* [Selected passage]:
I didn’t feel like sharing an OOTD or writing a diary post or something today. Kinda feels like I’ve been scratching the surface a little bit with blogging lately and not delving into the more personal topics, and I’m not feeling that right now. Maybe tomorrow I’ll be back to dresses and ice creams again, but for now, here’s some relationships-related waffle for ya. Because in mine and others’ relationships that work and fail, I’ve noticed a common theme – timing is hella important. And also a hell of a bitch sometimes. Hear me out!
‘If you have chemistry you only need one other thing… timing, but timing’s a bitch’ – Robin Scherbatsky
Timing and availability
Timing always seem to be against us. In life generally, but especially where relationships are concerned. You’re taken, they’re single, they’re taken, you’re single… or they’re away whilst you’re at home, then you’re away whilst they’re at home… you meet somebody and all seems fine and dandy but then oops they’re off to university or traveling or working on another continent. How often are two people actually both equally available and willing to be in a relationship? Timing can be the biggest pain in the ass.
Unfortunate timing can leave you with those ‘what if’ feelings, and that’s no fun. Ifs, buts and maybes really can be the absolute worst. What if you had met 6 months earlier or later? Would personality or circumstance be different enough for things to have worked out? Hindsight eh?

[Lines of data]
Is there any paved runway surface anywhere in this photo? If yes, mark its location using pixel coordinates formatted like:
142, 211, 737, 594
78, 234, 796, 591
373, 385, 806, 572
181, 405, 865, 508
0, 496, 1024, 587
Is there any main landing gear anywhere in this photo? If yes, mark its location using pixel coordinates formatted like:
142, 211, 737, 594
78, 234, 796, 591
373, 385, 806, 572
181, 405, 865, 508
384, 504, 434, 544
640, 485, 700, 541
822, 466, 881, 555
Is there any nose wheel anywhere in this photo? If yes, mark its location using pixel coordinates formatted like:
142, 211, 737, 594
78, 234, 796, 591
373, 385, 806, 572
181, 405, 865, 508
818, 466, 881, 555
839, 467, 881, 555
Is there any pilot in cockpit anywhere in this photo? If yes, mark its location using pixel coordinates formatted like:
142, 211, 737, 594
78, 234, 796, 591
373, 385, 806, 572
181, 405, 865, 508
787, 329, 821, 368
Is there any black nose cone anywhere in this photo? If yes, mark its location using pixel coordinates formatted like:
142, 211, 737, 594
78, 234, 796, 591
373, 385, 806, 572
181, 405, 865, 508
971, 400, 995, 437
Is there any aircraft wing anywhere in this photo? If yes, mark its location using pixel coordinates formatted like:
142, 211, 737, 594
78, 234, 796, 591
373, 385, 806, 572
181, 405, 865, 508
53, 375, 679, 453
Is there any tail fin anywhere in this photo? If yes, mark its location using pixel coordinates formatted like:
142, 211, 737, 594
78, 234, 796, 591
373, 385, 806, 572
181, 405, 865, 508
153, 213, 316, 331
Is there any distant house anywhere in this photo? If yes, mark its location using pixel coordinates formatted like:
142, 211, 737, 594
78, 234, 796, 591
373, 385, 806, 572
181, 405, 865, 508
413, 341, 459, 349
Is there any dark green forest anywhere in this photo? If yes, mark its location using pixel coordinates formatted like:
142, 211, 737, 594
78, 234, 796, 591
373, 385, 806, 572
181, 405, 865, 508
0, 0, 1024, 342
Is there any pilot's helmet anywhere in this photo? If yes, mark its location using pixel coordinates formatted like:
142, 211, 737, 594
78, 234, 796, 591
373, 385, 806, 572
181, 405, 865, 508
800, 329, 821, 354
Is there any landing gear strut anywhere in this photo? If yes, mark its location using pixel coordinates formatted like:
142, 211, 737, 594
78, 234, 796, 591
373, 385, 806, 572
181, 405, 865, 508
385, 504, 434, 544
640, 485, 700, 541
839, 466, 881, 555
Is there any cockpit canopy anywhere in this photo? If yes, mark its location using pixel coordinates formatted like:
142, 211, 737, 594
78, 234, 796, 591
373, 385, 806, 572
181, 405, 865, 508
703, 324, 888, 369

* [Goals]:
(a) Copy the part of the post on timing between "Unfortunate timing can" and "worked out? Hindsight eh?", inclusive, renaming "Hindsight" to "Looking back".
(b) Decide whether each statement agrees with the post on timing, answering yes or no and quoting the words that settle it: (i) The writer chose to share an outfit post today. (ii) The quoted line about chemistry and timing is credited to Robin Scherbatsky. (iii) The post says timing causes trouble only in relationships.
The lines of data have no connection to the post on timing.

* [Outputs]:
(a)
Unfortunate timing can leave you with those ‘what if’ feelings, and that’s no fun. Ifs, buts and maybes really can be the absolute worst. What if you had met 6 months earlier or later? Would personality or circumstance be different enough for things to have worked out? Looking back eh?

(b)
(i) No: "I didn’t feel like sharing an OOTD or writing a diary post or something today."
(ii) Yes: "– Robin Scherbatsky"
(iii) No: "In life generally, but especially where relationships are concerned."